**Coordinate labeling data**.
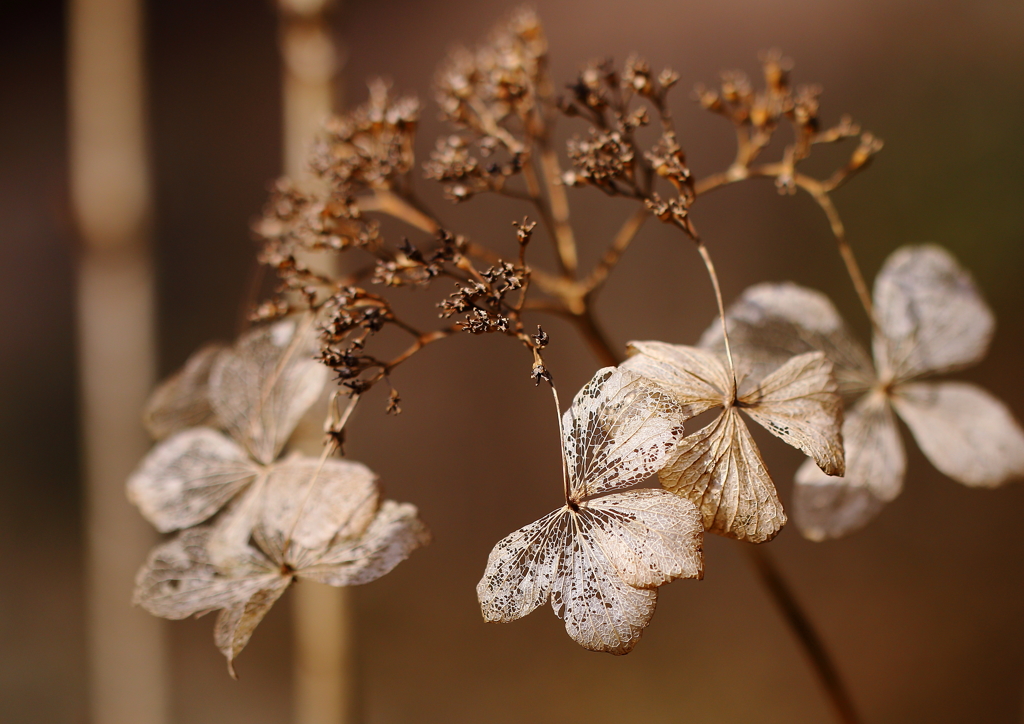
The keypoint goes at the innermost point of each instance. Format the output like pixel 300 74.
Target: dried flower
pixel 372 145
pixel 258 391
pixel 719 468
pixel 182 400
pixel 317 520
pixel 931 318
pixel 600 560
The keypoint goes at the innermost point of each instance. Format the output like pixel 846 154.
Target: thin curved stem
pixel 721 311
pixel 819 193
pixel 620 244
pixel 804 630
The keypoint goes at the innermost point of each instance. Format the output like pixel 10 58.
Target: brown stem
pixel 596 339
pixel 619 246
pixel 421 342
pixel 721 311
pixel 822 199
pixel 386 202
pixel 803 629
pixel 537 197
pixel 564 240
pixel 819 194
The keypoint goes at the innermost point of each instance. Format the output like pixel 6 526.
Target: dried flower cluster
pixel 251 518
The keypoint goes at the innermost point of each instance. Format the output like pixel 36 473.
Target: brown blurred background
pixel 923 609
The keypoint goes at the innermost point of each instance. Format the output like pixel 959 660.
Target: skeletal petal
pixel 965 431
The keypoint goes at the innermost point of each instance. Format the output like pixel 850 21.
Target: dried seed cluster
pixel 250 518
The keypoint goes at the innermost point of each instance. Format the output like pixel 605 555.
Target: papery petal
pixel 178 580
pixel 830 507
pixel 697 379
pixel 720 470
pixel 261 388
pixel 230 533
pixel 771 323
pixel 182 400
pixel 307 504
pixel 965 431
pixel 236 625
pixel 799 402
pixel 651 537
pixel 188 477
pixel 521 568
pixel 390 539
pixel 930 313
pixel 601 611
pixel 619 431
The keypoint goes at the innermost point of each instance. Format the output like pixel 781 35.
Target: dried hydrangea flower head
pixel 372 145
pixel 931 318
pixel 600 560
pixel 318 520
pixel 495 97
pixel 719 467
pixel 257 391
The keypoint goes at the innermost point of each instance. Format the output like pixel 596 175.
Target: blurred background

**Short task**.
Reproduce all of the material above line for line, without any change, and omit the pictures.

**Answer to this task**.
The keypoint goes at the innermost point of each instance. Format the output like pixel 300 74.
Target: dried flower
pixel 372 145
pixel 258 391
pixel 719 468
pixel 182 400
pixel 317 520
pixel 931 318
pixel 600 560
The keypoint goes at the innermost point of each instance. Format the output like pixel 846 154.
Target: thin curved stem
pixel 721 311
pixel 819 193
pixel 620 244
pixel 804 630
The keypoint goes at the innermost point of each instance. Format the output like pixel 10 58.
Target: brown stem
pixel 596 339
pixel 619 246
pixel 421 342
pixel 721 311
pixel 822 199
pixel 386 202
pixel 803 629
pixel 537 197
pixel 564 240
pixel 819 194
The keypoint goes at the innermost point of each instance. Format the output like pixel 6 526.
Target: dried flower cluster
pixel 251 518
The keypoint goes at the innermost point of each instance. Format the output like pixel 36 473.
Target: brown blurred background
pixel 923 609
The keypoint goes at the innermost point of each instance. Format the output like pixel 959 660.
Target: skeletal petal
pixel 965 431
The keypoint goes at the innermost point of each instance. Format the output like pixel 850 21.
Target: dried seed cluster
pixel 250 518
The keypoint goes at the innermost point of each instance. Format the output like pixel 605 555.
Target: papery petal
pixel 178 580
pixel 830 507
pixel 697 379
pixel 720 470
pixel 261 388
pixel 230 533
pixel 771 323
pixel 182 400
pixel 307 504
pixel 965 431
pixel 236 625
pixel 799 402
pixel 651 537
pixel 188 477
pixel 521 568
pixel 390 539
pixel 930 313
pixel 601 611
pixel 619 431
The keypoint goes at the innermost point of each instance. Format the output like pixel 781 35.
Target: dried hydrangea flower head
pixel 372 145
pixel 931 318
pixel 600 560
pixel 318 520
pixel 495 97
pixel 719 467
pixel 257 391
The keypoint goes at the innermost point of each instance. Format the output like pixel 596 175.
Target: blurred background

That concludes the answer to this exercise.